- _TASK REQUIREMENTS_
Include in the output the line containing "drop one pin" and each subsequent line of the records, through the end, transcribed exactly. Add nothing else.

(Region pointing data)
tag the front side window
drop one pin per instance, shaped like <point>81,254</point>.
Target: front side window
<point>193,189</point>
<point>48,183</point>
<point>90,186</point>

- _THE ANSWER_
drop one pin per instance, shaped like <point>81,254</point>.
Target: front side window
<point>193,189</point>
<point>48,183</point>
<point>90,186</point>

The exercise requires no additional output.